Set exercise>
Your task is to reproduce the material exactly.

==== Recorded information ====

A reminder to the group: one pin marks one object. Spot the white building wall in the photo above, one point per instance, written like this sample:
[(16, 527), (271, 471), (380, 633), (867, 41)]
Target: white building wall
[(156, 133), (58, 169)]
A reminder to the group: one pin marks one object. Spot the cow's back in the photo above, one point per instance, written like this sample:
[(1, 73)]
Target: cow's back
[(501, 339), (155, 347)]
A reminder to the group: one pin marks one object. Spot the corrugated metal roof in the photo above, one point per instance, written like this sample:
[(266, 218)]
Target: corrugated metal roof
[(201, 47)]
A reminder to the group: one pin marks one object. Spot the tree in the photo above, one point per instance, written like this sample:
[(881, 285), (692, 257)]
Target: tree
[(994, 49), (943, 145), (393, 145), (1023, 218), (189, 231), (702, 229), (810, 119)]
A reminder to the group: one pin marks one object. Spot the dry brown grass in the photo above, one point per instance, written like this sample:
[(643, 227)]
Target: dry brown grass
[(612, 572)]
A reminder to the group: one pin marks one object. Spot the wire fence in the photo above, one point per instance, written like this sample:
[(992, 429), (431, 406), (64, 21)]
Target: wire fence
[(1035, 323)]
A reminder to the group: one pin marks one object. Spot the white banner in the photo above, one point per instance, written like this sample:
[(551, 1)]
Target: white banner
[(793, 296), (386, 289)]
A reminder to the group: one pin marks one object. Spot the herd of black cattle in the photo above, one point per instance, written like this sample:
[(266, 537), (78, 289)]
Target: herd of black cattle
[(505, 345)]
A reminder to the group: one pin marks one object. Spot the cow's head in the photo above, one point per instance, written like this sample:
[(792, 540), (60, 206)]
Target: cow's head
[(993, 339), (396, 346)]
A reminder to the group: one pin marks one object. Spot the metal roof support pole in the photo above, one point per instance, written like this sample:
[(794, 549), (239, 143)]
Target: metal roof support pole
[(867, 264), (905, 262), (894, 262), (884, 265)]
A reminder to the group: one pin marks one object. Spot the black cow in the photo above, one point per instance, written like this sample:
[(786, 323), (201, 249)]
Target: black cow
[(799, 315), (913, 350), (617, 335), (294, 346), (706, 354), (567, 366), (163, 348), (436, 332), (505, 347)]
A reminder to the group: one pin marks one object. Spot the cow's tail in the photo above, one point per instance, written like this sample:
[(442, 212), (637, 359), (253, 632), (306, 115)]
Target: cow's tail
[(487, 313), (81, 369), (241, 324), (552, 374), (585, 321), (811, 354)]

====

Exercise output>
A reminder to the group: one pin marks one object. Spot the white building wall in the photo above, one point per instance, written like this sample:
[(16, 527), (271, 471), (380, 633), (867, 41)]
Target: white building wall
[(156, 133), (58, 169)]
A reminder to the group: one pin marks one object. Spot the cow's back in the photo above, one point per instance, written like this sample:
[(1, 73)]
Target: cow's back
[(501, 339), (155, 347)]
A reminder to the group: one pin marks one object. Spot the corrugated metal roof in the photo above, one point per instance, written like this sample:
[(266, 218)]
Target: corrugated metal roof
[(201, 47)]
A reminder to the group: one pin marks one object. Spot the tree in the photo above, one point per instance, written like this sample:
[(881, 285), (692, 257)]
Target: tree
[(994, 49), (943, 145), (393, 145), (1023, 218), (189, 231), (702, 229), (810, 119)]
A reminder to the group: one pin marks one object. Spot the dry brown grass in the photo above, one point per instance, written like this sample:
[(643, 227)]
Target: dry brown grass
[(612, 572)]
A reminder to the group: one pin marks one object. Spot the wire fence in the photo above, one point per instance, written like this sample:
[(992, 429), (431, 406), (64, 21)]
Target: wire fence
[(1035, 323)]
A reminder to the group: one pin marks one object. Spot the white banner in the photo above, one point per instance, written like this sample:
[(551, 1)]
Target: white banner
[(793, 296), (386, 289)]
A reminder to the group: one pin marks one object. Spot the herd of black cattle in the photo above, one point per instance, written like this sample:
[(266, 537), (78, 289)]
Target: herd of black cattle
[(505, 345)]
A reminder to the group: one pin marks one object. Spot the cow's head in the photo above, one point per instance, written like this sample:
[(792, 540), (60, 206)]
Target: cow's head
[(993, 339), (396, 346)]
A reminder to the group: one pin marks one object. Spot the metal roof support pole in the photo above, one point per instance, written like this sample:
[(794, 549), (239, 143)]
Target: metal roof support pole
[(867, 264), (905, 262), (894, 262), (884, 265)]
A reminder to the group: one pin marks one object. Spot the black cow in the photo above, one point per instance, written like this sample:
[(786, 323), (201, 249)]
Target: black cow
[(799, 315), (913, 350), (617, 335), (294, 346), (706, 354), (567, 366), (163, 348), (436, 332), (505, 347)]
A reminder to the group: one pin marks one object. Spot the cow's tail in the photo above, one point per instance, written like this sample:
[(442, 212), (637, 359), (253, 632), (306, 115)]
Target: cow's tail
[(487, 313), (81, 369), (241, 324), (552, 374), (585, 321), (811, 354)]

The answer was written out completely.